# What the task requires:
Rewrite the material from the line containing "Would you please tag the black" through the end, replacing "forest" with "woodland" and leaving everything else unchanged.

======== Record excerpts ========

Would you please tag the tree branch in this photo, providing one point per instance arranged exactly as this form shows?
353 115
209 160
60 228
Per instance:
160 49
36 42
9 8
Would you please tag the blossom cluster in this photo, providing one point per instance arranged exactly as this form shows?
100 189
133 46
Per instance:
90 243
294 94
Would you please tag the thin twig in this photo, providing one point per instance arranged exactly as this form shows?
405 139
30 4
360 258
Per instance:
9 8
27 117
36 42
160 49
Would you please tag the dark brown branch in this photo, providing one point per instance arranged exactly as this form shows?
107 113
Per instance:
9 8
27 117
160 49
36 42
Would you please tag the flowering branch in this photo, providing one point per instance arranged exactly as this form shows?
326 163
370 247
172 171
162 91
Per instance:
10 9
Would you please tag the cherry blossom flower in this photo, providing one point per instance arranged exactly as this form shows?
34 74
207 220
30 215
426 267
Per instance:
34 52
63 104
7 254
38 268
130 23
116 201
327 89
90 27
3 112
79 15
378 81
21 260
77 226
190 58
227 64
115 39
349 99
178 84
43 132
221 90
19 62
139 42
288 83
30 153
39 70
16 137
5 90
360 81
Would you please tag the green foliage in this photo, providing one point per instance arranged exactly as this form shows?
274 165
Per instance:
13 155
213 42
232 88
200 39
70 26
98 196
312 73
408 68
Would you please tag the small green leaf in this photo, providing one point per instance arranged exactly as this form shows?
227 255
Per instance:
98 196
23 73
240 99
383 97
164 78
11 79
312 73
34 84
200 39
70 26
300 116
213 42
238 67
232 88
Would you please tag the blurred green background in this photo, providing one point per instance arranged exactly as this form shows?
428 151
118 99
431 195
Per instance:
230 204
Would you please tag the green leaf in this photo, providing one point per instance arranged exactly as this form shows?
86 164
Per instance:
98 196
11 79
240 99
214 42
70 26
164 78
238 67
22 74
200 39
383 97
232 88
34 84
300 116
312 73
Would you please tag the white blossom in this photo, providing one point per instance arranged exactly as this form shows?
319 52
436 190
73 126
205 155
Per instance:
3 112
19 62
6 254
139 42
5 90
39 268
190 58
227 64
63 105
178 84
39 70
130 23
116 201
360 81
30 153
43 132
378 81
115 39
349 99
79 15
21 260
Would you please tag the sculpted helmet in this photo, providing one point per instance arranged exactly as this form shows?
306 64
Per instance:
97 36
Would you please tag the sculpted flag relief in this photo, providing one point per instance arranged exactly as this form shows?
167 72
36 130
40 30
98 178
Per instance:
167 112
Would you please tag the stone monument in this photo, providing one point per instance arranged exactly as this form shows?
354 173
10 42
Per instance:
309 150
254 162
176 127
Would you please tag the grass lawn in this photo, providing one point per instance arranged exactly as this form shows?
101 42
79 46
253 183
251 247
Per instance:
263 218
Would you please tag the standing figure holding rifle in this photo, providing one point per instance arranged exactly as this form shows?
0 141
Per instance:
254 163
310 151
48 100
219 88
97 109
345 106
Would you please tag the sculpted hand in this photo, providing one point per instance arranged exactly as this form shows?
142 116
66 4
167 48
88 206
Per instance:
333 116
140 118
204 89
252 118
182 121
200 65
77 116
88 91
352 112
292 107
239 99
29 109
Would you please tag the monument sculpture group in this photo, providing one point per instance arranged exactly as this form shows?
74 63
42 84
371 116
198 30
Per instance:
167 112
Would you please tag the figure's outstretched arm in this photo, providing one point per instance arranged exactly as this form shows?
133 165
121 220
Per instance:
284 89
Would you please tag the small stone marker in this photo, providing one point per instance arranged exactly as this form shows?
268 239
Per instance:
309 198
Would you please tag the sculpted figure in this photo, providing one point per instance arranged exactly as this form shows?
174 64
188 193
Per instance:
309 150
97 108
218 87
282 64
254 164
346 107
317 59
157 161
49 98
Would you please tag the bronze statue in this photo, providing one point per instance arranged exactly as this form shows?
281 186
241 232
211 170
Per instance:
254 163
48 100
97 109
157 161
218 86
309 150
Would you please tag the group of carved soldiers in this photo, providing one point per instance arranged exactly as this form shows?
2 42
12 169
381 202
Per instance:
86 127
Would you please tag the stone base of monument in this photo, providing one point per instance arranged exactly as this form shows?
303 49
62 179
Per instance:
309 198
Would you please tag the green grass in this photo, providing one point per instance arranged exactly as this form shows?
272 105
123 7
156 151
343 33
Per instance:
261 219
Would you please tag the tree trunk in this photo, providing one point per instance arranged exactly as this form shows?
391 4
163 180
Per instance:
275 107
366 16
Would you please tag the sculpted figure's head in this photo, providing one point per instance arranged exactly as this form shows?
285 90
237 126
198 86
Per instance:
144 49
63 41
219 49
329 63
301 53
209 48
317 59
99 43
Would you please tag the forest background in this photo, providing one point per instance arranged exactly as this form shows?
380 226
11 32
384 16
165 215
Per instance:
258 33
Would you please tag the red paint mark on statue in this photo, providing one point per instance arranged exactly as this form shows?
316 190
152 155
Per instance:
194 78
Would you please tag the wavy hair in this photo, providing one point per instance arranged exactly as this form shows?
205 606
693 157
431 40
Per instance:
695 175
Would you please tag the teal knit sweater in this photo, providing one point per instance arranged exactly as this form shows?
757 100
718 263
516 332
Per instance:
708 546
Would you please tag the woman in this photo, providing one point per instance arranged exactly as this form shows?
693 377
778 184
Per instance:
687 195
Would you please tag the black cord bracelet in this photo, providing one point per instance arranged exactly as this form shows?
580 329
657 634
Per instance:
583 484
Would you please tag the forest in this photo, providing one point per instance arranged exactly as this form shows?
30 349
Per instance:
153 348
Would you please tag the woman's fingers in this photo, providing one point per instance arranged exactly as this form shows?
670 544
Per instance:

========

# Final result:
Would you please tag the black cord bracelet in this photo, providing one point per instance arranged exactly as this form shows?
580 329
657 634
Per instance:
583 484
Would you please tag the woodland in this photo, providing one point per instance arranged exactly as this form shows?
30 349
Per instance:
153 348
Would you please tag the woman's fingers in this photo, providing one point per instance arranged exactly as this form shows?
670 544
Per instance:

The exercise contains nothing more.